*** Opening of SUPPLIED INFORMATION ***
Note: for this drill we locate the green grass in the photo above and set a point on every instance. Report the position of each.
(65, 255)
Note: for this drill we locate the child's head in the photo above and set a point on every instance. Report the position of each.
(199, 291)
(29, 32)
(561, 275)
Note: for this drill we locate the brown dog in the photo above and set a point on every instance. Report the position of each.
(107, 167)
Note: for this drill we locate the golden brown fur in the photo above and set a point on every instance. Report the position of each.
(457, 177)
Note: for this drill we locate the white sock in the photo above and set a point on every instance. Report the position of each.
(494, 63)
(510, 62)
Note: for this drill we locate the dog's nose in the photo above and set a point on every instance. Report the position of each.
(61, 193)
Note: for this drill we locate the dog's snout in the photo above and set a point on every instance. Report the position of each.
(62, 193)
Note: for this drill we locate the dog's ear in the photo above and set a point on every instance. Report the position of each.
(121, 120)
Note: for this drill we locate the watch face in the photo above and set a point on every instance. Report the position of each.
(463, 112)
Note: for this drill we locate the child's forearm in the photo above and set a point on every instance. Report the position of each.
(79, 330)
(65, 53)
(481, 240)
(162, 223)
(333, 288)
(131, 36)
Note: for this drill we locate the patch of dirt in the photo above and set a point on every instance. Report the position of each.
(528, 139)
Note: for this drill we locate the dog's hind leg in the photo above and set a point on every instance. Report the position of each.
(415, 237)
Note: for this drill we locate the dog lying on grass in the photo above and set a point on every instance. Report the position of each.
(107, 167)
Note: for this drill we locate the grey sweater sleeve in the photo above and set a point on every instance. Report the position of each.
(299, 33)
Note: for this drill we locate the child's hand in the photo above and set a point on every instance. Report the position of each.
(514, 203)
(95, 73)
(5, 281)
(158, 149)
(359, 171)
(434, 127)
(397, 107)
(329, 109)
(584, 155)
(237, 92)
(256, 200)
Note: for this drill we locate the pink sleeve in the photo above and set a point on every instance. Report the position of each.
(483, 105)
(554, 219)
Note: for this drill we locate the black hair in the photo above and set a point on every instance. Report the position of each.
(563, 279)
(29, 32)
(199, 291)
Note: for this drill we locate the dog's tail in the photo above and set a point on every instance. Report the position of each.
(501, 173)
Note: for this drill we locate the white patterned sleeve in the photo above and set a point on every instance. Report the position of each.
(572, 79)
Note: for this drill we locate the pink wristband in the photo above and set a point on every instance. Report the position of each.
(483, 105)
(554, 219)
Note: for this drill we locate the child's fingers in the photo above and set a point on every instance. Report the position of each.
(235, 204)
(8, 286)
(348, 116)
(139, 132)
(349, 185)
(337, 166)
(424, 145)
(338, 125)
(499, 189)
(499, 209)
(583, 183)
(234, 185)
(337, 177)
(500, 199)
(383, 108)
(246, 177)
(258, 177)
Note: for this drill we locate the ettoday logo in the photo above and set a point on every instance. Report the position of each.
*** Close of SUPPLIED INFORMATION ***
Transcribe every entry, keeping each line exactly as it reads.

▸ RESULT FOR THIS TASK
Note: for this drill we locate the green grass in the photo above and set a point on every instance. Report the position of each.
(65, 255)
Note: for this drill we locate the child's head in the photo above and set a point on every instance. Report the position of each.
(199, 291)
(29, 32)
(561, 275)
Note: for this drill we locate the brown dog in the photo above and set a point on every instance. Report the position of each.
(107, 167)
Note: for this drill we locate the golden brown fur in the photo above and set a point on every instance. Report the position of each.
(457, 177)
Note: for this drill we locate the white sock in the photo above and set a point on every instance. Report the position of each.
(494, 63)
(510, 62)
Note: for this drill we locate the dog's nose in the photo above and set a point on every instance. Report the position of each.
(61, 193)
Note: for this drill we locate the dog's snout in the photo above and set a point on every instance. Report the position of each.
(62, 193)
Note: for this drill we locate the dog's ear in the photo above and set a point on every instance. Report the position of each.
(121, 120)
Note: for this drill we locate the watch face in the photo above and set a point on every instance. Report the position of each.
(463, 112)
Note: for this drill we locate the child's forearm in the photo above and set a point on every instance. Report the position of each.
(79, 330)
(65, 53)
(481, 240)
(162, 223)
(333, 288)
(131, 36)
Note: for this drill we locate the patch of dirt in the photo above and set a point on every instance. Report the position of each.
(528, 139)
Note: for this drill we locate the dog's hind leg in the photo above and set a point on every instance. Report the position of each.
(415, 237)
Note: for this drill we locate the dog lying on grass in the photo above and set a point on every instance. Report the position of each.
(107, 167)
Note: for this drill we locate the grey sweater sleeve in the photo above and set a point on every instance. Report the position of each.
(299, 33)
Note: for this drill we locate the child's hand in the photo above and set a point on every instance. Report the position of each.
(514, 203)
(95, 73)
(5, 281)
(158, 149)
(359, 171)
(434, 127)
(397, 107)
(329, 109)
(584, 155)
(237, 92)
(256, 200)
Note: for this drill we locate the pink sleeve in the photo above and set a point on every instance. Report the position of each.
(483, 105)
(554, 219)
Note: for this drill we locate the black hair in the photo above and set a point on every instance. Report the position of each.
(563, 279)
(29, 32)
(199, 291)
Note: for this drill we locate the dog's tail in the photo above and set a point on every instance. Report the position of each.
(501, 173)
Note: for this drill we locate the white patterned sleeve in the photo above and set a point on every instance. Report the position of each.
(572, 79)
Note: for this drill we locate the pink wristband in the photo above and set a point on every instance. Report the position of each.
(483, 105)
(554, 219)
Note: for this drill we locate the child's fingers in the photo above and set a point on every instance. Report the position of each.
(235, 204)
(8, 286)
(348, 116)
(139, 132)
(349, 185)
(337, 166)
(424, 145)
(338, 125)
(499, 189)
(499, 209)
(583, 183)
(234, 185)
(337, 177)
(500, 199)
(383, 108)
(246, 177)
(258, 177)
Note: for this drill we locate the ettoday logo in the photo above and set a point on every instance. Report the position of each.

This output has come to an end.